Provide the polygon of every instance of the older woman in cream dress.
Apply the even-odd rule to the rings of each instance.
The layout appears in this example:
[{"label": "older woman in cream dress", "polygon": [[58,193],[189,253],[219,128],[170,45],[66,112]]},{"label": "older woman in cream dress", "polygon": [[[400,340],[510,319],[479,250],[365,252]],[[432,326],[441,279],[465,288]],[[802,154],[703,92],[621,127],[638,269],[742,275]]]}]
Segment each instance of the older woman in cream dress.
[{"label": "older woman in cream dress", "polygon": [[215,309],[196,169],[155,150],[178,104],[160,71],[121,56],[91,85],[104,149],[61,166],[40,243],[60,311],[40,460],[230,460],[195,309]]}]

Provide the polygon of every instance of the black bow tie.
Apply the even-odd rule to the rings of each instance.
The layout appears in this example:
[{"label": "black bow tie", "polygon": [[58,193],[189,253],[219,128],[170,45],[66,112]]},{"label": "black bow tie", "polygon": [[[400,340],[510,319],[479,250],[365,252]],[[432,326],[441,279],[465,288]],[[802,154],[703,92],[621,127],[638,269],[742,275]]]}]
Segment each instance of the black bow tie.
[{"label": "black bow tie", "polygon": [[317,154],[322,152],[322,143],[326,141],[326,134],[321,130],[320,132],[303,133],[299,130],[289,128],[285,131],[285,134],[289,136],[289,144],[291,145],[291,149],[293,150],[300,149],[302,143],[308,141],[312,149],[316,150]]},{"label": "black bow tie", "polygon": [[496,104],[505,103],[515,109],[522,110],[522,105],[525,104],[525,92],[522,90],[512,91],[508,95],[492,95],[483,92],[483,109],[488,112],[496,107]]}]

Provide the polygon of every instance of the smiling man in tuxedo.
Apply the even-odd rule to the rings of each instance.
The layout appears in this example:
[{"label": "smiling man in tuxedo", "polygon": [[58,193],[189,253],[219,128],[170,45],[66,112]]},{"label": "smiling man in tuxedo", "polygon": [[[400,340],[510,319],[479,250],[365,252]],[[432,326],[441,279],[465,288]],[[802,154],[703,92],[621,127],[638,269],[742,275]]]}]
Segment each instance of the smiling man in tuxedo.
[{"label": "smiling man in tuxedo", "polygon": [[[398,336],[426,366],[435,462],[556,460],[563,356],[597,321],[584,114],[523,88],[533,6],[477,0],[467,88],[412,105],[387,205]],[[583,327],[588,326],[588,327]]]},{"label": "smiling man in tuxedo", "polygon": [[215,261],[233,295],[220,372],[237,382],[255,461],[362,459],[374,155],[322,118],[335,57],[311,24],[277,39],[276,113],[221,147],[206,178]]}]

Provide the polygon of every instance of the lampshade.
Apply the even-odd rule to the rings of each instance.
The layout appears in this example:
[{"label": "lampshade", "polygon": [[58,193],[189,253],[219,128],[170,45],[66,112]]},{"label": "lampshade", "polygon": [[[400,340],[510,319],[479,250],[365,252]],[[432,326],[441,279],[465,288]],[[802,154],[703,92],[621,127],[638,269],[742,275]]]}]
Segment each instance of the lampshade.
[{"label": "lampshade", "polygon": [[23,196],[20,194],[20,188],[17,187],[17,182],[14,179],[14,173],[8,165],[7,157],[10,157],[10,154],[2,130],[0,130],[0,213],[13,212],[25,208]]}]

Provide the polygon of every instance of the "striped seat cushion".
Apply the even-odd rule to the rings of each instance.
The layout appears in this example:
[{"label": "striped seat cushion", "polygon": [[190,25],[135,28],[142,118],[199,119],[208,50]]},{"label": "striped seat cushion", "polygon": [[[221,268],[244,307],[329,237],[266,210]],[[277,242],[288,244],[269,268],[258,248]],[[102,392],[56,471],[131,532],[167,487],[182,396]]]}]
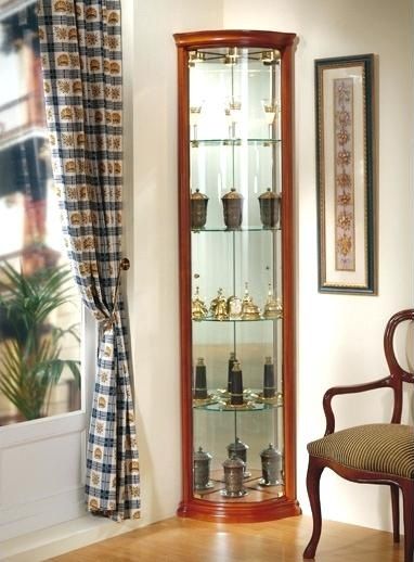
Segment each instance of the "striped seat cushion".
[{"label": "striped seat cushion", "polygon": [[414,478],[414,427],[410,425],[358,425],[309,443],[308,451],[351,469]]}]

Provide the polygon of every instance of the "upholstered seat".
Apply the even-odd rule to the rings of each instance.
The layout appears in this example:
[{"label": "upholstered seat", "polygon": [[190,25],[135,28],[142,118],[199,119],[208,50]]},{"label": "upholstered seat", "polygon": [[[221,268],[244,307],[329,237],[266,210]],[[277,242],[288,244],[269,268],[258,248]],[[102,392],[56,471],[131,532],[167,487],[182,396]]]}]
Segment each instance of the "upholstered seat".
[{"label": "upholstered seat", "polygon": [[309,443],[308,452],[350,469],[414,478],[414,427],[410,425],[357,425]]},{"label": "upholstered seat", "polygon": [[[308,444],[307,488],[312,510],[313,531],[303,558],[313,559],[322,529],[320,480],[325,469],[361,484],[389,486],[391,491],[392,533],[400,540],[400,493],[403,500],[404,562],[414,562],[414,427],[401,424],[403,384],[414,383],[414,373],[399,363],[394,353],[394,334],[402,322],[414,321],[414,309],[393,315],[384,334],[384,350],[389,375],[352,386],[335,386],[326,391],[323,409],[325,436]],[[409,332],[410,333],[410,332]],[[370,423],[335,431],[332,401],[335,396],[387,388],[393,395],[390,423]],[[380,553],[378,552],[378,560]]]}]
--
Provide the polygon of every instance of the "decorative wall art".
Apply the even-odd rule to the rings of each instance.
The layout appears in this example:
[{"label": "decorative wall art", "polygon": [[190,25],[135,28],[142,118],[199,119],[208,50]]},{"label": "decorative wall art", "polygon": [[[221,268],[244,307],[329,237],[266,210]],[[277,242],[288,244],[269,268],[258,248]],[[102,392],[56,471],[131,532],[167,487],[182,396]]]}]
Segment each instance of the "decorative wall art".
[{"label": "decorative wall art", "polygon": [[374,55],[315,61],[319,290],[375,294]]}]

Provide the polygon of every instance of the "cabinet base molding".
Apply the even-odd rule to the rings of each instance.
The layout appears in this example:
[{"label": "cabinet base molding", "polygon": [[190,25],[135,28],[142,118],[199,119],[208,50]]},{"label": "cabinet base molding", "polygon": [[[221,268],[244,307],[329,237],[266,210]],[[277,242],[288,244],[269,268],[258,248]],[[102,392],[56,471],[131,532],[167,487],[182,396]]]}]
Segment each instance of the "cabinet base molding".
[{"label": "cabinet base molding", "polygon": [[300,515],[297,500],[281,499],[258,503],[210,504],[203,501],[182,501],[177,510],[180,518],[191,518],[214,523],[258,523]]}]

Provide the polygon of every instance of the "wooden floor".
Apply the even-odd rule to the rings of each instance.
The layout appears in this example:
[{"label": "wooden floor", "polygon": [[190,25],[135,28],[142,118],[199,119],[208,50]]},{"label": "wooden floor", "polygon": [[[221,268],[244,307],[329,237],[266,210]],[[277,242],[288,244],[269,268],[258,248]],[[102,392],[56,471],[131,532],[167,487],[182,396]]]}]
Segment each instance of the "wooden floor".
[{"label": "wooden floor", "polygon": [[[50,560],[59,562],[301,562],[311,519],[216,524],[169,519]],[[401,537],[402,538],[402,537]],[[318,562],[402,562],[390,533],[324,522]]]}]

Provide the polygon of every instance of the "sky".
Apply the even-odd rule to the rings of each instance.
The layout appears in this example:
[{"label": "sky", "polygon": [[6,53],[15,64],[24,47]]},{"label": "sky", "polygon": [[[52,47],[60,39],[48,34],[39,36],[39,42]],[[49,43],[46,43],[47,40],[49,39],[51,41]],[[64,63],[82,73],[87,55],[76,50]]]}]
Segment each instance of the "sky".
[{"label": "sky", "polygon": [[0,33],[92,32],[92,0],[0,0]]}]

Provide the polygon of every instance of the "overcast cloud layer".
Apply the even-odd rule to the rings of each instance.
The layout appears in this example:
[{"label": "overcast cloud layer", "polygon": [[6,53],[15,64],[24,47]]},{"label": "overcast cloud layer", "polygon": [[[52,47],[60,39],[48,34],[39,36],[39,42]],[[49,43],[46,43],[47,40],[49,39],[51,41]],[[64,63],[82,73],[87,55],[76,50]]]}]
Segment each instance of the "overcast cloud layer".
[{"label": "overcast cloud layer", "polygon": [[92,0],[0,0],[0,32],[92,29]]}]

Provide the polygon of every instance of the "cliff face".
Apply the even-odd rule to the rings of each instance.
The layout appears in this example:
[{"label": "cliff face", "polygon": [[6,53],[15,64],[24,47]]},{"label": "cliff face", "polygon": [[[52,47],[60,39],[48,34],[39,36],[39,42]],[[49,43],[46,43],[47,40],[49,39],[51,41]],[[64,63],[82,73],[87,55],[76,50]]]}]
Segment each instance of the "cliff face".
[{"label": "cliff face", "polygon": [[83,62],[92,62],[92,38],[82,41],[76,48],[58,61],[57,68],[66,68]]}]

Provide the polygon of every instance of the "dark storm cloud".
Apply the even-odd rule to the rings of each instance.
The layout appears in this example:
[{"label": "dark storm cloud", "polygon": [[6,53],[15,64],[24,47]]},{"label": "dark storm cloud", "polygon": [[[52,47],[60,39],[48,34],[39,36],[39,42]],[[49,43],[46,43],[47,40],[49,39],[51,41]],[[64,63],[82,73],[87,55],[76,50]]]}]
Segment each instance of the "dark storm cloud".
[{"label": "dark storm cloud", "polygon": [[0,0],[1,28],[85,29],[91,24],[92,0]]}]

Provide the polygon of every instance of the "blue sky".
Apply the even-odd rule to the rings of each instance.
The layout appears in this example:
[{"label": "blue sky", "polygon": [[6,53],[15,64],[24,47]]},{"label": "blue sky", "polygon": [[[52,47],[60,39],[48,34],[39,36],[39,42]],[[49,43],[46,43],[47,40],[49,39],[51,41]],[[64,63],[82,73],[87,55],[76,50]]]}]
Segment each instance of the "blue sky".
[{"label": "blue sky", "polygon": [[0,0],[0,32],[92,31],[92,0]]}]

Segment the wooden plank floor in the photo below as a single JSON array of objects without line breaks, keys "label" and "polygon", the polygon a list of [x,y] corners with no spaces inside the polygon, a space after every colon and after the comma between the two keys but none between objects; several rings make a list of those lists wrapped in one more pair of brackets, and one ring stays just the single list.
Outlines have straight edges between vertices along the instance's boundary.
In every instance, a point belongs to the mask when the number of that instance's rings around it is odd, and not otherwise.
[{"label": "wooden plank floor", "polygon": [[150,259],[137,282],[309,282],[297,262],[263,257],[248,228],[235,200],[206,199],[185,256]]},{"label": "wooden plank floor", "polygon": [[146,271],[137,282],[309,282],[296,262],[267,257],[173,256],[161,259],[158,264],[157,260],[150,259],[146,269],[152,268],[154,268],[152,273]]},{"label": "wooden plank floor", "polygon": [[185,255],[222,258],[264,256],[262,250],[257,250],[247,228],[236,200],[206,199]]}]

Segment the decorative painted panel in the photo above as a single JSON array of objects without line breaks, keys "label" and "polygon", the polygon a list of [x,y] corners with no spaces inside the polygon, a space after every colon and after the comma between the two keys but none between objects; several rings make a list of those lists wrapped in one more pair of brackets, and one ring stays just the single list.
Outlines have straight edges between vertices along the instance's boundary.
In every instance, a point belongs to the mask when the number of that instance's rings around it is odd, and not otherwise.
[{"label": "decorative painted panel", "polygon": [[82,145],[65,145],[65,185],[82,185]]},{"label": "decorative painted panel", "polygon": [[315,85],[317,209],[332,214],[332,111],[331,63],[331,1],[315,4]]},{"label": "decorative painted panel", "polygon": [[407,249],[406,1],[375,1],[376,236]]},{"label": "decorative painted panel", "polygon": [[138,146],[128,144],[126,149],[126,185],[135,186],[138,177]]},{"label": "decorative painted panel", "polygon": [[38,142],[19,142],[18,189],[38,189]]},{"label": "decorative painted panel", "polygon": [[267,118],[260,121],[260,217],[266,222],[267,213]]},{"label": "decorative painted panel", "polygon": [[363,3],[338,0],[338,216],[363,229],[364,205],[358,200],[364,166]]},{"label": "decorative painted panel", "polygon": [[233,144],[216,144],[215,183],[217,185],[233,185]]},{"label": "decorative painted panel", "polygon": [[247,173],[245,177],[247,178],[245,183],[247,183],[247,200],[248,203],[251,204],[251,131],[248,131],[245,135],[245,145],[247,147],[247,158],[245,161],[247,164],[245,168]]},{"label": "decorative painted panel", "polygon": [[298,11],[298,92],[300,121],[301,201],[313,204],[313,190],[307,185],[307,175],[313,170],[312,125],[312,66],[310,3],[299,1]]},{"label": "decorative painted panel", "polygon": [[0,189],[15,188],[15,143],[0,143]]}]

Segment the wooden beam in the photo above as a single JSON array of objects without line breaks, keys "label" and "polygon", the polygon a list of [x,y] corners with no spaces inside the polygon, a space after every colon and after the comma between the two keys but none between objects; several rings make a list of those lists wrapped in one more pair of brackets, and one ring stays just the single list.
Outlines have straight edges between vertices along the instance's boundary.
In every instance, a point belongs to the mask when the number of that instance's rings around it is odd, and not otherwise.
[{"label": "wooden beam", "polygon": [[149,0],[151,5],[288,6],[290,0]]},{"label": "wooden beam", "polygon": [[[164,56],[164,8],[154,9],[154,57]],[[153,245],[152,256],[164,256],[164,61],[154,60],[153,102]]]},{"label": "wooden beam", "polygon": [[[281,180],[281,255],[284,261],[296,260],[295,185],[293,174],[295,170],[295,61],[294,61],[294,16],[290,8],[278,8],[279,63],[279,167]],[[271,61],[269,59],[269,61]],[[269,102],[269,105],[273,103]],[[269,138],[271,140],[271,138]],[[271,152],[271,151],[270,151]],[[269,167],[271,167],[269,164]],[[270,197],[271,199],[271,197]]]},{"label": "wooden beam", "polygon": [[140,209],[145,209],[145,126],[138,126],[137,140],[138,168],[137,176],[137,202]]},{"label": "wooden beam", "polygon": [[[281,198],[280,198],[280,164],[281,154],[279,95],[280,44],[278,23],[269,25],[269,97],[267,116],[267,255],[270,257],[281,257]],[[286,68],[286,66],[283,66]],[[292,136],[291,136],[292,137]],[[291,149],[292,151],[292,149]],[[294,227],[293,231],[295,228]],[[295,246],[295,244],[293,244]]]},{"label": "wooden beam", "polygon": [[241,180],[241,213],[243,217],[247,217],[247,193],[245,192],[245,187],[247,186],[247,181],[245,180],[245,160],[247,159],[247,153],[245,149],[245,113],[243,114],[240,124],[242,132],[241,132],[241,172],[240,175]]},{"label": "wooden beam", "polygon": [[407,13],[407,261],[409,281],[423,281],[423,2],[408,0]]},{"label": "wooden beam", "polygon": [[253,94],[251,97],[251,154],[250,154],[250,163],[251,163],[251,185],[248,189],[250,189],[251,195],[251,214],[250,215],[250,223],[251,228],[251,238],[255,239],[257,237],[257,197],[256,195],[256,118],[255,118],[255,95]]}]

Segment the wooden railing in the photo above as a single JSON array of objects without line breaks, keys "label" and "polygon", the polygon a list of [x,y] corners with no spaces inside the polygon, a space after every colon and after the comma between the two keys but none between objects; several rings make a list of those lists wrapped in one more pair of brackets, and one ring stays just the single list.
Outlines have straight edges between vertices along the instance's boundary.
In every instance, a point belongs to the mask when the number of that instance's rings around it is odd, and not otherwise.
--
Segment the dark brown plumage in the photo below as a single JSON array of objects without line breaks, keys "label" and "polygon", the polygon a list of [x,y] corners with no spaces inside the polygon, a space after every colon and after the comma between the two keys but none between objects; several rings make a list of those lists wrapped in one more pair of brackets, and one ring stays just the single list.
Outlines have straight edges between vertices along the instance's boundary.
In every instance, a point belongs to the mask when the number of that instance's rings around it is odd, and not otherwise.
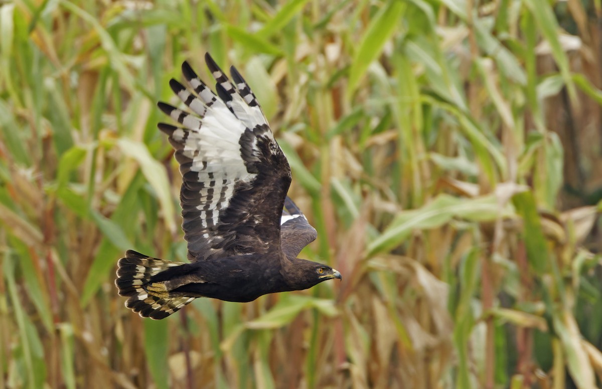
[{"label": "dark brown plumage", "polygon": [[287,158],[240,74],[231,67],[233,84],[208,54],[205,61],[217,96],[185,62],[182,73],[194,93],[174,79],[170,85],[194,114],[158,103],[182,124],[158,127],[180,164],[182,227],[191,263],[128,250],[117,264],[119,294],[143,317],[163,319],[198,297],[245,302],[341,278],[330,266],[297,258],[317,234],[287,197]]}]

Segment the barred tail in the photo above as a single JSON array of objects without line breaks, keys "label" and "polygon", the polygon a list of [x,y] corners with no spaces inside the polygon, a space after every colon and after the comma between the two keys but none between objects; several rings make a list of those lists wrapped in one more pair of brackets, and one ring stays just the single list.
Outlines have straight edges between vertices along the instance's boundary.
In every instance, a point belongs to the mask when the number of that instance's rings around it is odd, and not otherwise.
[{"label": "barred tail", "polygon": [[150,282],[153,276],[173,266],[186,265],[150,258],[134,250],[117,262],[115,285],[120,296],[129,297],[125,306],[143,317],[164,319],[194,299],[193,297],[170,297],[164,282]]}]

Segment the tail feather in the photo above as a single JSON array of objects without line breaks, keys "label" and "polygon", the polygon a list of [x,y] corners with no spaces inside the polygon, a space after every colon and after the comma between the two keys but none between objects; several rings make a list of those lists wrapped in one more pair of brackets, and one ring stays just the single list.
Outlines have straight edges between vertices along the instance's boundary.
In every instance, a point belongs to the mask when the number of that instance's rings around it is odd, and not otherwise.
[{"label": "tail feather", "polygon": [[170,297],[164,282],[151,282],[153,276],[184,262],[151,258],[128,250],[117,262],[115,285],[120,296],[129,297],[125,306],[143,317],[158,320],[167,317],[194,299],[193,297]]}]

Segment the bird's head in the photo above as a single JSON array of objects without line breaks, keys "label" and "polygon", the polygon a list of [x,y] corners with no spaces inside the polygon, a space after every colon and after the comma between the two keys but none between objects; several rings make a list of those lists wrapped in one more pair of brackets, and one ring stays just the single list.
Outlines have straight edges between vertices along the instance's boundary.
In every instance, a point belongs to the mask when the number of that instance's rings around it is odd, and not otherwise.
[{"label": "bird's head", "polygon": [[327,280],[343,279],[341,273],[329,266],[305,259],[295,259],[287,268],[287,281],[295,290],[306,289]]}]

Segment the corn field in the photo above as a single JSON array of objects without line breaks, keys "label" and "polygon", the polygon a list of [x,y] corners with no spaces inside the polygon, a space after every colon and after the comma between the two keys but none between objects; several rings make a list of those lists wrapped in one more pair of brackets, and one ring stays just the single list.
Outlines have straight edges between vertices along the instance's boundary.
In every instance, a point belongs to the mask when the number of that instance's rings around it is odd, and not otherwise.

§ **Required task**
Take the lines from the one with "Provide the polygon of every instance of the older" through the one with "Segment each instance of the older", and write them out again with "cream dress" changed to "beige dress" and nothing else altered.

§ **Exercise output**
Provide the polygon of every instance of the older woman in beige dress.
Apply the even-odd rule to the rings of each instance.
The layout appears in this example:
[{"label": "older woman in beige dress", "polygon": [[58,193],[189,253],[219,128],[170,45],[66,112]]},{"label": "older woman in beige dress", "polygon": [[[400,340],[510,319],[479,250],[365,252]],[[432,326],[441,279],[465,288]],[[802,154],[703,92],[621,127],[638,269],[742,275]]]}]
Segment each instance of the older woman in beige dress.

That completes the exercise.